Sift the material for lines containing "below", and return them.

----------------------------------------

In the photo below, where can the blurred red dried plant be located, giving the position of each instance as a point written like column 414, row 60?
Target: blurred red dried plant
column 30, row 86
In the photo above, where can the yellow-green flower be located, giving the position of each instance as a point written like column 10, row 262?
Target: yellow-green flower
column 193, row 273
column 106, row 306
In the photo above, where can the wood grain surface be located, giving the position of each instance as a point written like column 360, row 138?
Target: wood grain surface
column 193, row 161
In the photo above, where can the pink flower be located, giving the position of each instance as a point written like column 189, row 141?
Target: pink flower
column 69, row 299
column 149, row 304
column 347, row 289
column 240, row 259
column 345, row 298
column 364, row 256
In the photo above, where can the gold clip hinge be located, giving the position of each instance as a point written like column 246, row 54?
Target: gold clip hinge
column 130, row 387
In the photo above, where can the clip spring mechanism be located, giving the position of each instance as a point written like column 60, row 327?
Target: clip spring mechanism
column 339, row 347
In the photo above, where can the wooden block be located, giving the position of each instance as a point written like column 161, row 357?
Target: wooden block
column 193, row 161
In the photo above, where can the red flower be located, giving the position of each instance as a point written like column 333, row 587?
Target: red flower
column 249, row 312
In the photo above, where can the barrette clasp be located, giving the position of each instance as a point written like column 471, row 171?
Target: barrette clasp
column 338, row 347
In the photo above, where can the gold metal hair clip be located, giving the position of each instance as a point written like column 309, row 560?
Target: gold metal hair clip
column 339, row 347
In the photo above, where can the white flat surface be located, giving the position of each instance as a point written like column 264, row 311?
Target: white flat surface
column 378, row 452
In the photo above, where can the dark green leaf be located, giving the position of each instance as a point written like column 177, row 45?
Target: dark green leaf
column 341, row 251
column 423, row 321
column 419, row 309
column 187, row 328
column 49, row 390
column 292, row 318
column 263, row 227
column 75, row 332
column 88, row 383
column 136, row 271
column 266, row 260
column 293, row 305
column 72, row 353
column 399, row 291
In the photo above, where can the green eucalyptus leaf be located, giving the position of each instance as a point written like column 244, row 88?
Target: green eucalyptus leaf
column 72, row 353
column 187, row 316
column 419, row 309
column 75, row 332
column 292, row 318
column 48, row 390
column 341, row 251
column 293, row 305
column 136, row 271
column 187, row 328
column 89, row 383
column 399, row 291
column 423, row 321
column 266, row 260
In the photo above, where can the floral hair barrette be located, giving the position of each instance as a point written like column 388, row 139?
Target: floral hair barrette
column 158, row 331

----------------------------------------

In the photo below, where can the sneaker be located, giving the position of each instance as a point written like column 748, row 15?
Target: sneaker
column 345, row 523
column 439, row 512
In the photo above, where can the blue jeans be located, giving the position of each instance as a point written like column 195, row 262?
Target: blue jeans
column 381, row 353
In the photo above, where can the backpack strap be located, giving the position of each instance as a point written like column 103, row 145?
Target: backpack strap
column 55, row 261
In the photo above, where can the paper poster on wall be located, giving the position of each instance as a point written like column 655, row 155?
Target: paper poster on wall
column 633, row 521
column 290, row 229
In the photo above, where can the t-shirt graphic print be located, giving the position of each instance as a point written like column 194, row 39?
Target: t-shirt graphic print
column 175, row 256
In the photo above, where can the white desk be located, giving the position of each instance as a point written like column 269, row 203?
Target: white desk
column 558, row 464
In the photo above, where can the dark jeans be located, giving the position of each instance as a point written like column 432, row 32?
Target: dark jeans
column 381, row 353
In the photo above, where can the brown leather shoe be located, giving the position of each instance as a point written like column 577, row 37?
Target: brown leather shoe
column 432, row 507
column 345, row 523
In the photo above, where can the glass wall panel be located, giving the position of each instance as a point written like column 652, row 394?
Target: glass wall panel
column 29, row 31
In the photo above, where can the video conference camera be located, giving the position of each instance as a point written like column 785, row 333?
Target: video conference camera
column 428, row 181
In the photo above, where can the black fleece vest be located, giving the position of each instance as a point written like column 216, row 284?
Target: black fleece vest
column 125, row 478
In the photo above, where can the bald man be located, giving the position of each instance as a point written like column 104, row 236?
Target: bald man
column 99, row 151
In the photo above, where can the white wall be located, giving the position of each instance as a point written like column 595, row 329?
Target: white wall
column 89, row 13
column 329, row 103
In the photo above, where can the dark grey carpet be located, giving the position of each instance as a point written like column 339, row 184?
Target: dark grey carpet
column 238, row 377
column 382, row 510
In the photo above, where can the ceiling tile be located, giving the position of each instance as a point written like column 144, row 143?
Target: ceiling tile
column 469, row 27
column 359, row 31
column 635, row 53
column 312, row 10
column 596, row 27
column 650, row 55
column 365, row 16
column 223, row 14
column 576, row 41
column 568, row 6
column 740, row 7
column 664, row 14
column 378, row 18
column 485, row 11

----------------------------------------

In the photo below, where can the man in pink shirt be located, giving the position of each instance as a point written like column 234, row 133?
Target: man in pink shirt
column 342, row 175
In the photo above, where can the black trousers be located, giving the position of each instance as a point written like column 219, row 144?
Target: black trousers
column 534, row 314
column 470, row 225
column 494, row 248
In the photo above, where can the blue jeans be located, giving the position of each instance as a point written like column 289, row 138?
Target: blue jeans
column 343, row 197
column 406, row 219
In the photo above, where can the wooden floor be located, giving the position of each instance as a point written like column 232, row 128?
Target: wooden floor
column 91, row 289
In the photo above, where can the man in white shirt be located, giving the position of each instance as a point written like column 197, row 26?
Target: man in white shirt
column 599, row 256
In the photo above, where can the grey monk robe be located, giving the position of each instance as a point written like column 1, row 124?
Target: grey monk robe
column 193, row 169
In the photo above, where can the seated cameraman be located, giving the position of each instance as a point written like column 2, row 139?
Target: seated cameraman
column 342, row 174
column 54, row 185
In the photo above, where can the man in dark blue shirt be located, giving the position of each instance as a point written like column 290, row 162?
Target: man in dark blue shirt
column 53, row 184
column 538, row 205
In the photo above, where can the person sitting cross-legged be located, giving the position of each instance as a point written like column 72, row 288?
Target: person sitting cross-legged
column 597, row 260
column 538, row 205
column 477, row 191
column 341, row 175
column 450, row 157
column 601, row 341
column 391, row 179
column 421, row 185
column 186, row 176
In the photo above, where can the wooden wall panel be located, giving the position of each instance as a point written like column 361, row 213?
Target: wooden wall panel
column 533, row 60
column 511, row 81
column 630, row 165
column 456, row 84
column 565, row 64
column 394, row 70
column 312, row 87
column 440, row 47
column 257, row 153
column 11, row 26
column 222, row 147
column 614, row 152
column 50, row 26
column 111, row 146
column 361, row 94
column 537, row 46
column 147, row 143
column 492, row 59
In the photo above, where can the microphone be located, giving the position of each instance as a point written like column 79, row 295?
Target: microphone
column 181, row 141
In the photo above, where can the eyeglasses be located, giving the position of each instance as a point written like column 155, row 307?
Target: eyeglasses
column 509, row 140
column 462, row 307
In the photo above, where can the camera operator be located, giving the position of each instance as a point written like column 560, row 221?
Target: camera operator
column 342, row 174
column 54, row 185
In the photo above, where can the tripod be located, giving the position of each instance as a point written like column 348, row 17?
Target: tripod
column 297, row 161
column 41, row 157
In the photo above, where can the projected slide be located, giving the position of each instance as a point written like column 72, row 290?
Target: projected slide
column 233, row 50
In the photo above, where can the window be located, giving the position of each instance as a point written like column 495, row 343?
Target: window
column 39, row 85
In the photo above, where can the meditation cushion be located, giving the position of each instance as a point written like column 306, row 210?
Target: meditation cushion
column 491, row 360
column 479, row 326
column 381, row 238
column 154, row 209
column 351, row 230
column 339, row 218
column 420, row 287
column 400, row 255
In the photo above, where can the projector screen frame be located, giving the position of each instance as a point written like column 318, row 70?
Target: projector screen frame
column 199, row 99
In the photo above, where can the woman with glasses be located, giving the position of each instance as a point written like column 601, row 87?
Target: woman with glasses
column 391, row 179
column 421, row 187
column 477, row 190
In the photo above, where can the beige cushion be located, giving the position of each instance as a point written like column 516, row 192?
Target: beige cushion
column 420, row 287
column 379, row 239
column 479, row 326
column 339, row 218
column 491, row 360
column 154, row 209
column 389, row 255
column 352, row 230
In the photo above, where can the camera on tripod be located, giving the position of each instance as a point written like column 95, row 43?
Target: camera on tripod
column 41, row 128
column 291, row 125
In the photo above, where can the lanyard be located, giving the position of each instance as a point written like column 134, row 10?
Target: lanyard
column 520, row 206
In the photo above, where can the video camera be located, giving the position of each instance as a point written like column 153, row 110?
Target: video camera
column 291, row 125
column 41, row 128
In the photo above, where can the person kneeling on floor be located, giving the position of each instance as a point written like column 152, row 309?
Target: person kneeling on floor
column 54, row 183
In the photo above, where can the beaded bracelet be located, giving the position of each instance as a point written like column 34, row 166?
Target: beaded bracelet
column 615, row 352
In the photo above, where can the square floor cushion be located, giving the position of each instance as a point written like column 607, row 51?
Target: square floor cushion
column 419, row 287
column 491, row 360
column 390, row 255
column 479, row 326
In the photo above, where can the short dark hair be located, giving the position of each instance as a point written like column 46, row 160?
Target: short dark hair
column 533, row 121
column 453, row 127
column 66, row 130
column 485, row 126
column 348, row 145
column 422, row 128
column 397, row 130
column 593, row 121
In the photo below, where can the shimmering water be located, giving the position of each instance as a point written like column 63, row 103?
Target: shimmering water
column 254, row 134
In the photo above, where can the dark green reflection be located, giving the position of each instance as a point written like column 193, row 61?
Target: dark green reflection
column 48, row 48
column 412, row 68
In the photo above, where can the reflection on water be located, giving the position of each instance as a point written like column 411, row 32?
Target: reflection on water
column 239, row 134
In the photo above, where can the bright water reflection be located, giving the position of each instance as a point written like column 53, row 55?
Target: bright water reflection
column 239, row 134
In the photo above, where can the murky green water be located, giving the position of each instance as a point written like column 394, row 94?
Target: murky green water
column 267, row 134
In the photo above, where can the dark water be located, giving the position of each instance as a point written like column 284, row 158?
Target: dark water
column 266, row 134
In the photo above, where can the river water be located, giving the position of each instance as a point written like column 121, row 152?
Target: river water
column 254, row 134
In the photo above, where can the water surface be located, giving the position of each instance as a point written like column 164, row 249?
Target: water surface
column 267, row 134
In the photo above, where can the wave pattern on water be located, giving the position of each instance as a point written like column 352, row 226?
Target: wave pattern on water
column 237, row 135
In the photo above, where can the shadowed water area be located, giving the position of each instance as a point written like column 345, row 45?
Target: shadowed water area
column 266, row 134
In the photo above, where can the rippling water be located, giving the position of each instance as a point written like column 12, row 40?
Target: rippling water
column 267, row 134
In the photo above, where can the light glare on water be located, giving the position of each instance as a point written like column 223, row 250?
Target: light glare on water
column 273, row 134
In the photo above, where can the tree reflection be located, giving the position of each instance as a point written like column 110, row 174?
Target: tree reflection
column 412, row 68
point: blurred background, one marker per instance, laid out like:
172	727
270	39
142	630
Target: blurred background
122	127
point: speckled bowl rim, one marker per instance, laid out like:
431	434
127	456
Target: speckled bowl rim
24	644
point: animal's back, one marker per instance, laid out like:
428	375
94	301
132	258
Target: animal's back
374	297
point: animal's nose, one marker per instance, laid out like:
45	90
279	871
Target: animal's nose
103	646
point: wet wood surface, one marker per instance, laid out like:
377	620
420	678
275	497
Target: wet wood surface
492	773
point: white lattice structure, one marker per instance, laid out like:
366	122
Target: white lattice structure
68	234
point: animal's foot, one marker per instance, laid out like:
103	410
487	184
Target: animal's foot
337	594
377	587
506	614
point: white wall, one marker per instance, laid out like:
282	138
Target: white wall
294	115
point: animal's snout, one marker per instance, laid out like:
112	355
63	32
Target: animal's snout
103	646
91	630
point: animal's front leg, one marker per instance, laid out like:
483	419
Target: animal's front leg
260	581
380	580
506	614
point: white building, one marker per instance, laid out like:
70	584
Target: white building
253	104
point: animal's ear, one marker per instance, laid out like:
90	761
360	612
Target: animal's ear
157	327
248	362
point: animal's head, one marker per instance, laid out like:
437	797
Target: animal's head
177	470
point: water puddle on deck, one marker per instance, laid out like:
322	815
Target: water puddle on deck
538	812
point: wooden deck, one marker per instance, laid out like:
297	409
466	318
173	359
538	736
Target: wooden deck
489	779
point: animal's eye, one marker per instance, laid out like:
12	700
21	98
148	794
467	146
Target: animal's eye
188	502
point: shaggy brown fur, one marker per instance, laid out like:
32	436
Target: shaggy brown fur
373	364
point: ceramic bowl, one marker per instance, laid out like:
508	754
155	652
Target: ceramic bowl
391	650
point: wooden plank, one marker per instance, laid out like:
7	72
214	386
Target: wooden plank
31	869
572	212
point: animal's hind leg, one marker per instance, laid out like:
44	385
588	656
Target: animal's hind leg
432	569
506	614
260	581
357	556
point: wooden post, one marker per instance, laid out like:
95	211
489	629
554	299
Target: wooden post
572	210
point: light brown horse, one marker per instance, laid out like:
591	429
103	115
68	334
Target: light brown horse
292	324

----------------------------------------

• Solution:
In the photo below, where can the blurred red dried plant be located, giving the position of each instance as a point written like column 414, row 60?
In the photo below, where can the sneaker be located, giving the position of each instance as a point written like column 748, row 15?
In the photo below, where can the man in pink shirt be located, giving the position of each instance as a point written like column 234, row 133?
In the photo below, where can the shimmering water be located, giving the position of each instance as a point written like column 63, row 103?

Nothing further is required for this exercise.